● **Goal**: From the line that has "the blue shelter" down to the final line of the listing below, transcribe every line exactly, and only those.

● **Listing**:
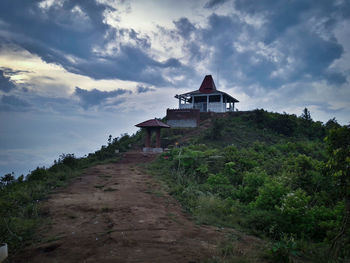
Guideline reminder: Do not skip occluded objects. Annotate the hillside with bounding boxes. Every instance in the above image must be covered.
[0,109,350,262]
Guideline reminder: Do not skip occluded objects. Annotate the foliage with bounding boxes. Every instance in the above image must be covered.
[150,113,350,262]
[0,133,141,253]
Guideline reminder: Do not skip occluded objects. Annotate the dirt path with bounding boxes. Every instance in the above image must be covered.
[14,153,222,263]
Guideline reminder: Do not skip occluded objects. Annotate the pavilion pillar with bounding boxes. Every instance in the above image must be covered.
[145,128,151,148]
[156,127,160,148]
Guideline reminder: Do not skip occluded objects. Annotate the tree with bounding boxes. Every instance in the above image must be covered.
[325,125,350,258]
[301,108,312,122]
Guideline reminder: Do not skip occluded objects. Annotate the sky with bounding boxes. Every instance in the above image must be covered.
[0,0,350,176]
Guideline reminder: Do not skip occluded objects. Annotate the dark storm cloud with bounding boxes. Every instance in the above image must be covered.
[136,85,154,94]
[175,0,350,95]
[0,69,16,92]
[74,87,130,109]
[204,0,229,8]
[0,0,181,85]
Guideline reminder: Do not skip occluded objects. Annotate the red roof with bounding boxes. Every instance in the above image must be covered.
[199,75,216,93]
[135,119,170,128]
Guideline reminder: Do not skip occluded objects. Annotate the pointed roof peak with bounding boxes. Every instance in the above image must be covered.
[135,118,170,128]
[199,75,216,93]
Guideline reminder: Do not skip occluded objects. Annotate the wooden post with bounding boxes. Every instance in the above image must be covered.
[145,128,151,148]
[156,127,160,148]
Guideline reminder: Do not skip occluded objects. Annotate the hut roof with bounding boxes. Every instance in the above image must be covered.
[135,119,170,128]
[199,75,216,93]
[175,75,239,102]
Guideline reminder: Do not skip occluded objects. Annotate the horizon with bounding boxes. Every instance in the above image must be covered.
[0,0,350,176]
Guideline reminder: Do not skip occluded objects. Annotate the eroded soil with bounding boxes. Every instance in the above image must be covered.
[11,153,226,263]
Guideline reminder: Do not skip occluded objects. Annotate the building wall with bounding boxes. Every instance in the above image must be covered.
[166,109,200,128]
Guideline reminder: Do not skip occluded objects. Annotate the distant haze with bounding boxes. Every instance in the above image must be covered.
[0,0,350,175]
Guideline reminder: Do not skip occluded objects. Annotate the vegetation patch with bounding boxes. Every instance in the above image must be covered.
[149,109,350,262]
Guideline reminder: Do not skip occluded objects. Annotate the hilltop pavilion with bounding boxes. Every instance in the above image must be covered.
[175,75,239,112]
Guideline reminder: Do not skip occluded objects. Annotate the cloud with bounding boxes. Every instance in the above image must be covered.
[0,69,16,92]
[174,17,196,38]
[74,87,130,109]
[204,0,228,8]
[0,0,186,86]
[0,95,30,111]
[136,85,155,94]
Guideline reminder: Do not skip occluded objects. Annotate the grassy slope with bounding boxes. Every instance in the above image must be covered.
[150,110,349,262]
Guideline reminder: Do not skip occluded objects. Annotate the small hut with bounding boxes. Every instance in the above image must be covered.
[175,75,238,112]
[135,119,170,152]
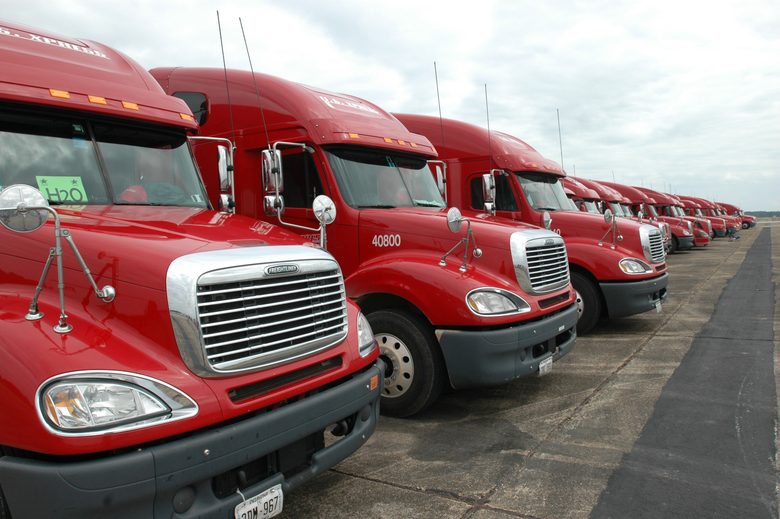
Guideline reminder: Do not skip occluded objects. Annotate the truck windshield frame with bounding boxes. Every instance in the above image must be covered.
[0,107,209,209]
[515,171,574,212]
[325,147,447,210]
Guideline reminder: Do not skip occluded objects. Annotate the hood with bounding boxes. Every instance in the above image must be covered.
[10,206,308,291]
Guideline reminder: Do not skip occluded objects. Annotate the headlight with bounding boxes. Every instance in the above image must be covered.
[357,312,377,357]
[619,258,653,274]
[37,372,198,435]
[466,288,531,315]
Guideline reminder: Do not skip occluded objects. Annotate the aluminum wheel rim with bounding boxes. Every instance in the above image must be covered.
[374,333,414,398]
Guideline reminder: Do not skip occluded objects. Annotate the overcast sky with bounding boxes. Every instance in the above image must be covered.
[6,0,780,210]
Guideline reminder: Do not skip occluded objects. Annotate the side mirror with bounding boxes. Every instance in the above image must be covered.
[263,150,284,194]
[311,195,336,226]
[217,146,233,191]
[0,184,49,232]
[447,207,463,233]
[482,171,496,214]
[436,164,447,196]
[542,211,552,231]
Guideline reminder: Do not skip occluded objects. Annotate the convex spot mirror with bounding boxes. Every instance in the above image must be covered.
[0,184,49,232]
[311,195,336,226]
[447,207,463,233]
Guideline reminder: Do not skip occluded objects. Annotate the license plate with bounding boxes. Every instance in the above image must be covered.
[539,357,552,377]
[235,485,284,519]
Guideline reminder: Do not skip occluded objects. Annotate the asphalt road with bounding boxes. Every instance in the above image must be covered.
[280,225,780,519]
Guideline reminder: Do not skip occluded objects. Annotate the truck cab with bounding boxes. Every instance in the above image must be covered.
[395,114,669,334]
[150,68,578,417]
[0,20,384,518]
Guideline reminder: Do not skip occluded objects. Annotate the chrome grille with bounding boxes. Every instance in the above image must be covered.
[166,245,348,377]
[198,270,347,370]
[650,232,666,263]
[526,242,569,293]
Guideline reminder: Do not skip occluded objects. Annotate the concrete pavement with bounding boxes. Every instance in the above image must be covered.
[280,226,780,519]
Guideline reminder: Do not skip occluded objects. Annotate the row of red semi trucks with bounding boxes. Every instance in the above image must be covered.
[0,20,746,519]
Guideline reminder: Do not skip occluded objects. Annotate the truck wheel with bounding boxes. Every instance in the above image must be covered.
[571,272,601,335]
[367,310,445,418]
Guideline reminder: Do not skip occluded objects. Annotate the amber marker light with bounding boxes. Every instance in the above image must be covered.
[49,88,70,99]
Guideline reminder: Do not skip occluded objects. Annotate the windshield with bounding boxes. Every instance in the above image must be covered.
[0,107,208,209]
[583,200,601,214]
[516,171,572,212]
[607,202,626,216]
[326,148,446,209]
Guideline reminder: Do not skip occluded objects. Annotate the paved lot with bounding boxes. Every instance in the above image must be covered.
[281,224,780,519]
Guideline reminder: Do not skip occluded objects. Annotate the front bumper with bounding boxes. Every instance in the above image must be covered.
[0,360,384,519]
[599,273,669,319]
[436,304,579,389]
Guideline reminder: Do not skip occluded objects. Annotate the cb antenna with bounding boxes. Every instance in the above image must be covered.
[217,11,236,146]
[555,108,564,176]
[433,61,448,202]
[238,16,271,150]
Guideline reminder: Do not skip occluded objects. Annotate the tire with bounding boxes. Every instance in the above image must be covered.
[367,310,446,418]
[571,272,603,336]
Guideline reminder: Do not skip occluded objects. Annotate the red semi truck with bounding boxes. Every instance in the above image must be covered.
[396,114,669,334]
[151,68,577,416]
[718,202,756,229]
[0,21,384,519]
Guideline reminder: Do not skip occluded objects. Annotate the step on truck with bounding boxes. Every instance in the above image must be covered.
[151,68,577,416]
[0,21,384,519]
[395,114,669,334]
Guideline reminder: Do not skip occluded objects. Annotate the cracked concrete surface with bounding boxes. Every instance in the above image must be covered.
[280,226,780,519]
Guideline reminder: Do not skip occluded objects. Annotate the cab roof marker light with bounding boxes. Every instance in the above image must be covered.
[49,88,70,99]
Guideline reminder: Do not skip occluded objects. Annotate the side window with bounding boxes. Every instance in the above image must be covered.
[469,175,518,211]
[282,152,325,209]
[173,92,209,126]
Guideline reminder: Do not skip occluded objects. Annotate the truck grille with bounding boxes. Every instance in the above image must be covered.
[166,245,349,377]
[650,232,666,263]
[509,229,569,294]
[526,243,569,293]
[198,270,347,370]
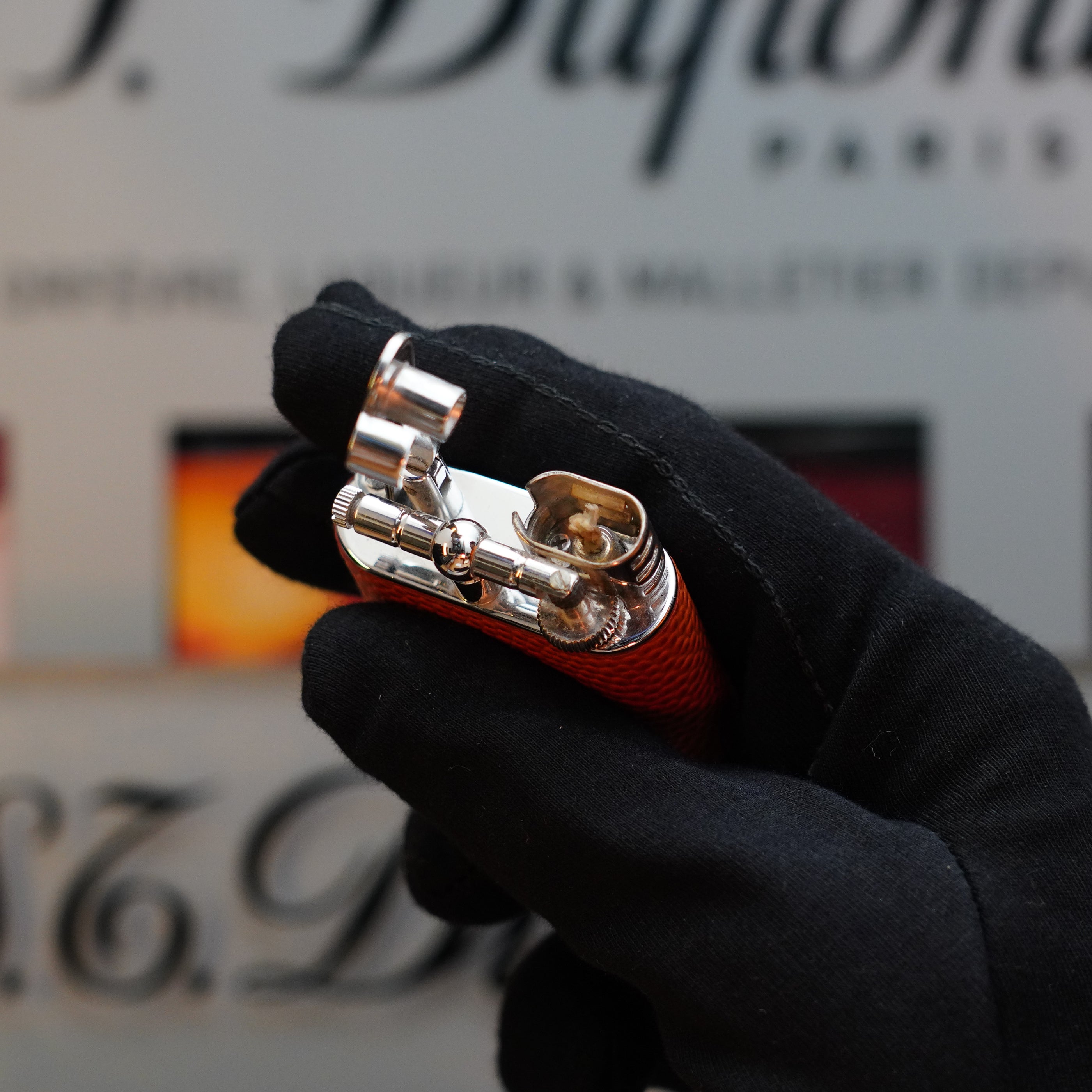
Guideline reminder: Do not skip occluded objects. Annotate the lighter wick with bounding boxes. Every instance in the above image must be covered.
[567,505,604,555]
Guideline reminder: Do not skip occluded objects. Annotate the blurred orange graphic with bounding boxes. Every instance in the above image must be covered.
[172,433,349,665]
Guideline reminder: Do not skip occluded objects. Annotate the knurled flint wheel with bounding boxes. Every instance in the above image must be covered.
[538,596,621,652]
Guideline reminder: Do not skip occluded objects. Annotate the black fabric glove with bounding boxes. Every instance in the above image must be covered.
[237,284,1092,1092]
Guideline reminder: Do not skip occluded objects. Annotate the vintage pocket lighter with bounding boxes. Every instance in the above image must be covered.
[333,333,725,759]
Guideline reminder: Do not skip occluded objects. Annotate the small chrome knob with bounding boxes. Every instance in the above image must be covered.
[345,413,417,489]
[363,333,466,441]
[433,520,486,584]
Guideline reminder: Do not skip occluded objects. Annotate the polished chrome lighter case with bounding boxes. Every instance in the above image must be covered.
[333,333,678,655]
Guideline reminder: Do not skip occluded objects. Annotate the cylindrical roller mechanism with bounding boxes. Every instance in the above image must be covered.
[363,333,466,443]
[345,413,417,489]
[333,485,443,557]
[333,484,587,609]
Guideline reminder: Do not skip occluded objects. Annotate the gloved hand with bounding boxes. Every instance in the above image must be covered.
[237,284,1092,1092]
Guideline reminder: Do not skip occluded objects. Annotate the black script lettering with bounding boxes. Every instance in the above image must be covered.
[620,0,726,177]
[240,766,467,999]
[811,0,932,83]
[23,0,132,96]
[1016,0,1080,78]
[940,0,994,76]
[57,784,204,1002]
[750,0,796,82]
[292,0,533,95]
[546,0,596,83]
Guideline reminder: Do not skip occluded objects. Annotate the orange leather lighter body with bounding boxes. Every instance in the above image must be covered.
[332,334,727,761]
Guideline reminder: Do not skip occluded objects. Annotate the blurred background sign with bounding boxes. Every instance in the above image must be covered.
[0,0,1092,662]
[0,0,1092,1092]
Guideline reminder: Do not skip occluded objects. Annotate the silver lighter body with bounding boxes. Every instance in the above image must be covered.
[332,333,678,654]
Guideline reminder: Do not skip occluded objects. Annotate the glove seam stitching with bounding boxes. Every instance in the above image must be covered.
[314,300,834,718]
[926,828,1011,1087]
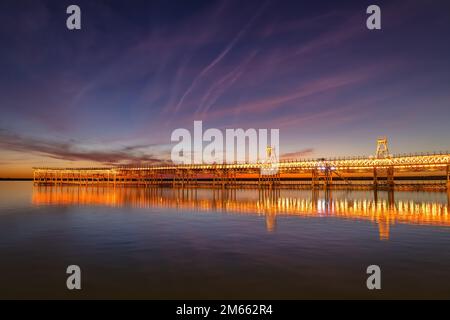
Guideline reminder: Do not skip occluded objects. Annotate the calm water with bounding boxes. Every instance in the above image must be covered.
[0,182,450,299]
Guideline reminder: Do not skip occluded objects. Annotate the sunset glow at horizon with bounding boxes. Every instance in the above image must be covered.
[0,0,450,178]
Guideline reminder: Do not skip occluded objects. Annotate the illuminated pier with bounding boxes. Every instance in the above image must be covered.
[33,138,450,190]
[33,153,450,189]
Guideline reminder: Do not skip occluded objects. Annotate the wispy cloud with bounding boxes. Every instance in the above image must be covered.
[0,129,168,165]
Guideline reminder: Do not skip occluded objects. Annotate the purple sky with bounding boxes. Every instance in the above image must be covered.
[0,0,450,177]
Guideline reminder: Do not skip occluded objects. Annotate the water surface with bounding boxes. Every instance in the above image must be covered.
[0,182,450,299]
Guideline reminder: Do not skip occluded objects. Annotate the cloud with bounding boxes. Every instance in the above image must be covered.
[0,129,169,165]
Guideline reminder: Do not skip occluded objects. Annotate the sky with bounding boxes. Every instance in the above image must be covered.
[0,0,450,178]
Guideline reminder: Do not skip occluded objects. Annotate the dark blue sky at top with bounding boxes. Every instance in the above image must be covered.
[0,0,450,172]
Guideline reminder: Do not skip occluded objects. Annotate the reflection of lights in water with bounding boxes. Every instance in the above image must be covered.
[32,186,450,239]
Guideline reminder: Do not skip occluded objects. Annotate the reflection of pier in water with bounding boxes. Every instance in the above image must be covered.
[32,186,450,239]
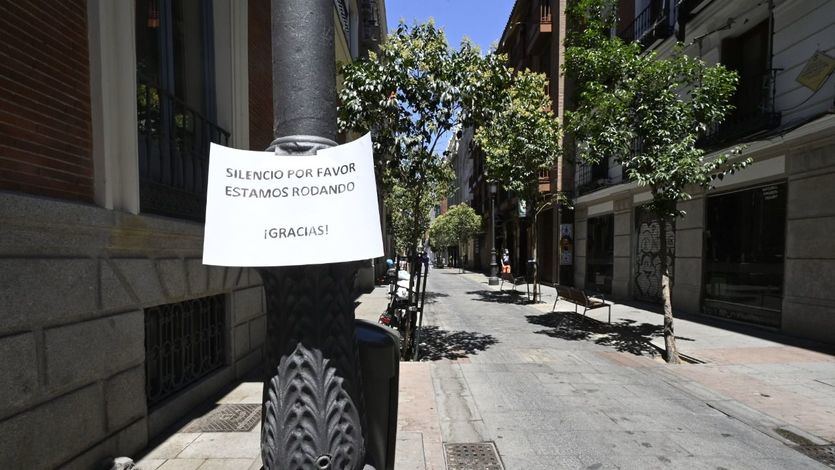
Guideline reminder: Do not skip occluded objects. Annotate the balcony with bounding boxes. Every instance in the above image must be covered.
[618,0,675,48]
[698,70,782,148]
[526,0,552,53]
[538,170,551,193]
[137,83,229,221]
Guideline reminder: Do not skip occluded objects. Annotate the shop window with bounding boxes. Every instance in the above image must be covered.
[704,183,786,327]
[586,214,615,294]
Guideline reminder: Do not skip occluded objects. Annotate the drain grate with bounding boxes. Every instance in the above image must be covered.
[795,445,835,468]
[181,404,261,432]
[444,442,504,470]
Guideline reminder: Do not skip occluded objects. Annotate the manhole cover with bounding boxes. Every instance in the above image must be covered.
[181,404,261,432]
[444,442,504,470]
[795,445,835,468]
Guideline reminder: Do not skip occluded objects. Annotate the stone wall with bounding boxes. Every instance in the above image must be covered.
[612,195,635,298]
[782,141,835,344]
[0,193,265,468]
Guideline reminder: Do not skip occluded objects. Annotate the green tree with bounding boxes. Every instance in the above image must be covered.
[429,203,481,270]
[475,71,564,299]
[429,207,455,259]
[565,0,749,363]
[338,21,509,255]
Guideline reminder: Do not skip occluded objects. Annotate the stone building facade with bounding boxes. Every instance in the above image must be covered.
[0,0,385,469]
[574,0,835,343]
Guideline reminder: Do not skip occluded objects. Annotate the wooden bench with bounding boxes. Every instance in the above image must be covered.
[551,285,612,324]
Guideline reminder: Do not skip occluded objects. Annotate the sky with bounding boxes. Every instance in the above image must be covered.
[386,0,514,52]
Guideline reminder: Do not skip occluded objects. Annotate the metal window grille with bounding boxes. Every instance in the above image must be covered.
[145,295,226,407]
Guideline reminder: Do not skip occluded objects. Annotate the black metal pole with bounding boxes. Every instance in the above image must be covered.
[258,0,374,470]
[487,188,499,286]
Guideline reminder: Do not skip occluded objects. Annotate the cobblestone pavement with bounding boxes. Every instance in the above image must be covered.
[426,270,835,469]
[139,270,835,470]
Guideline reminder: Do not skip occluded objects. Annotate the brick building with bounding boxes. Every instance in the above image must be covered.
[0,0,385,469]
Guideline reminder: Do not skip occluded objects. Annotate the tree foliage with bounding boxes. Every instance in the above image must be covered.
[565,0,749,362]
[429,203,481,250]
[338,21,506,253]
[475,71,564,296]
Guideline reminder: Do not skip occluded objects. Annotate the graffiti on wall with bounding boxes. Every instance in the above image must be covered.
[634,207,675,302]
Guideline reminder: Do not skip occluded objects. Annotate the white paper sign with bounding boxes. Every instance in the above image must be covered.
[203,134,383,266]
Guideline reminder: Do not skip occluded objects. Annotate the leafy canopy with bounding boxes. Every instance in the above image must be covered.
[475,70,560,203]
[565,0,749,217]
[338,21,508,253]
[429,203,481,248]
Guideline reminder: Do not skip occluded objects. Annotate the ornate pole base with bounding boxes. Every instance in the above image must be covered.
[258,263,373,470]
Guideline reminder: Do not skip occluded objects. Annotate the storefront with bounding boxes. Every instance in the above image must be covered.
[703,182,787,328]
[586,214,615,294]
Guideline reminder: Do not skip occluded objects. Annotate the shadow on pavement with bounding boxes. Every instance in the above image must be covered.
[425,292,449,304]
[525,311,693,357]
[467,290,533,305]
[420,326,499,361]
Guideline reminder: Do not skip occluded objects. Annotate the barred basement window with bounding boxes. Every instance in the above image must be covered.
[145,295,226,407]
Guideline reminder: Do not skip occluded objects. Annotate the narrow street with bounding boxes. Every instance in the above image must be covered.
[418,270,825,470]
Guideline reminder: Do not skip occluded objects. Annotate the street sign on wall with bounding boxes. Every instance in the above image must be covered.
[203,134,383,266]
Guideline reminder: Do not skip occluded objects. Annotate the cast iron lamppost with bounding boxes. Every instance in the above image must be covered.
[487,181,499,286]
[258,0,374,470]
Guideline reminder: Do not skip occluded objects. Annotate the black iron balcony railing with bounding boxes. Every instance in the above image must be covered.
[137,83,229,221]
[525,0,552,52]
[698,69,782,148]
[618,0,674,47]
[576,158,610,196]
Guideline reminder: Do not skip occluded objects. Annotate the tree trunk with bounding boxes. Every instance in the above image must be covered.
[658,215,681,364]
[458,240,464,274]
[531,211,539,303]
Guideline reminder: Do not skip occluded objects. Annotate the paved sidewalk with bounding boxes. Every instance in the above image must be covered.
[464,272,835,442]
[137,287,446,470]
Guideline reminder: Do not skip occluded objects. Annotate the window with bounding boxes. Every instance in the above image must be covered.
[704,183,786,327]
[136,0,229,220]
[145,295,226,406]
[586,214,615,294]
[700,20,781,147]
[721,20,768,123]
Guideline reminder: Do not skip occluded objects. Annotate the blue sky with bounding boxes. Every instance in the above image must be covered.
[386,0,514,52]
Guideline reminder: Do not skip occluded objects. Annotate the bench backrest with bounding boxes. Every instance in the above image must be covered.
[557,286,589,305]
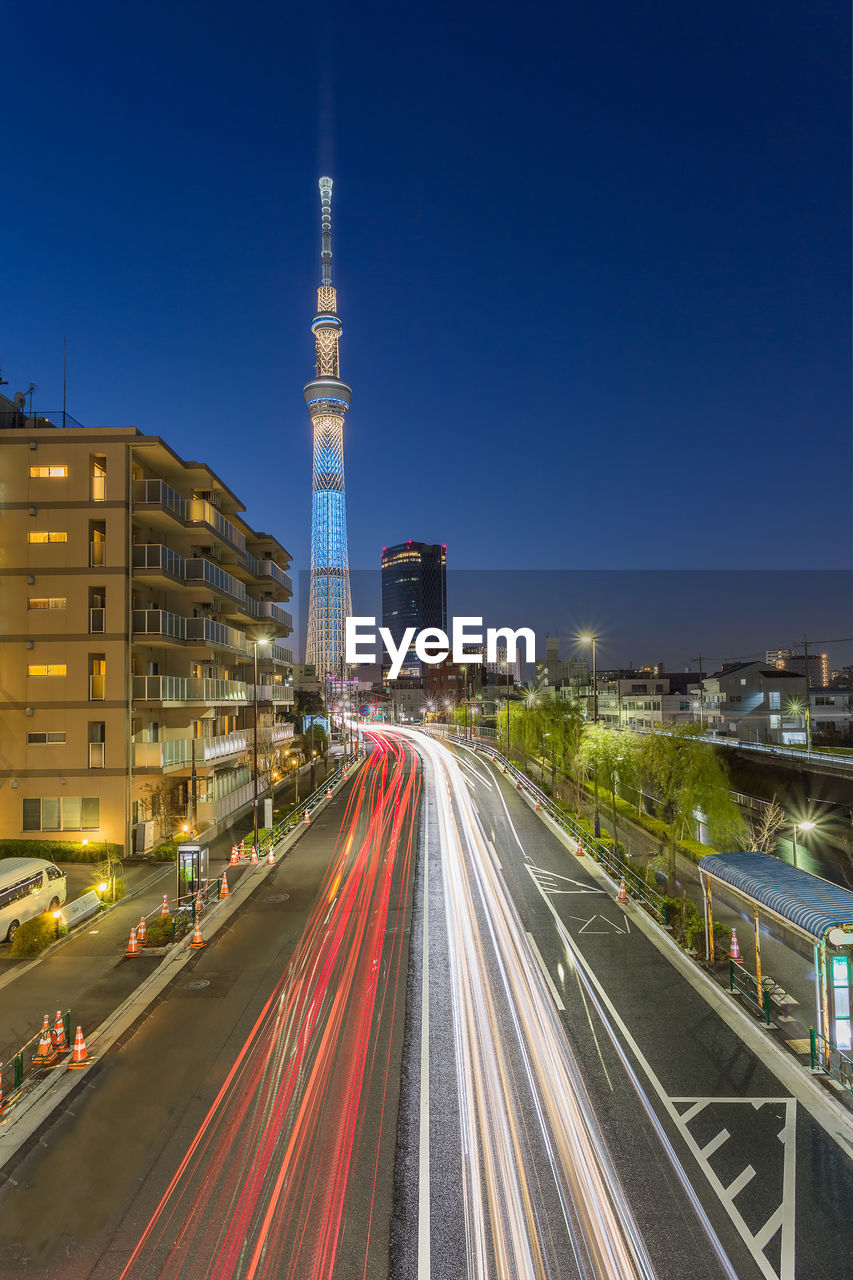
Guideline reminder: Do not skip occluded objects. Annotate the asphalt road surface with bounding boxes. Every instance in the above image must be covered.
[0,744,420,1280]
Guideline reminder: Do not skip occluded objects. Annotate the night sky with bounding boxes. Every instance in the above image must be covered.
[0,0,853,660]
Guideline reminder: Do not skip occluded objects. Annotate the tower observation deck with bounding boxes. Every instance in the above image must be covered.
[304,178,352,682]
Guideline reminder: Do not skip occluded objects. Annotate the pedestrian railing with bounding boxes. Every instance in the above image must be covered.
[424,724,669,927]
[0,1009,70,1098]
[729,960,770,1027]
[808,1027,853,1093]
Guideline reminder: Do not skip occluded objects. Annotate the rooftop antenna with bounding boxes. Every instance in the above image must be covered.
[320,178,332,284]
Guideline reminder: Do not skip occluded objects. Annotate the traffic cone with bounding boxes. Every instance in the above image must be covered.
[727,929,743,962]
[54,1009,68,1053]
[32,1014,56,1066]
[68,1027,88,1071]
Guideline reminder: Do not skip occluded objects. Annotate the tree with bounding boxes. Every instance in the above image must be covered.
[637,724,743,892]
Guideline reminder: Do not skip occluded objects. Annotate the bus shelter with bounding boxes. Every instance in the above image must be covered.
[699,852,853,1050]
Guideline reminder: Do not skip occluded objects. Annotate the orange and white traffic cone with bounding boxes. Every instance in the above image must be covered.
[32,1014,56,1066]
[54,1009,68,1053]
[727,929,743,962]
[68,1027,88,1071]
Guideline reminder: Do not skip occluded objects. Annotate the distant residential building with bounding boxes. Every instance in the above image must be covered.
[534,636,589,692]
[0,397,293,854]
[382,543,447,678]
[766,649,830,689]
[702,662,806,746]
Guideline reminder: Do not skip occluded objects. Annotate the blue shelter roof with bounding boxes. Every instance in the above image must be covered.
[699,854,853,940]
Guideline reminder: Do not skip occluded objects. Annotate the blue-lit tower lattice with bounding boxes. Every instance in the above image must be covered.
[304,178,352,682]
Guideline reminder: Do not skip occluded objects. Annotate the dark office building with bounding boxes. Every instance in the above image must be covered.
[382,543,447,680]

● **The response**:
Guideline reminder: Do not skip occluded objects. Annotate the blue shelter roof with bounding boxes. Every instance in the above image must be covered.
[699,854,853,940]
Guideline reminder: Do not skip occluded objects. Annotate the blue-lit tower lattice with bounding boxes. Every instance in the above image must be covered.
[304,178,352,682]
Guideline reminder: Do not skip occluded objects. Annotate the dark office building with bounding boxes. Every instance in the above image must be covered.
[382,543,447,680]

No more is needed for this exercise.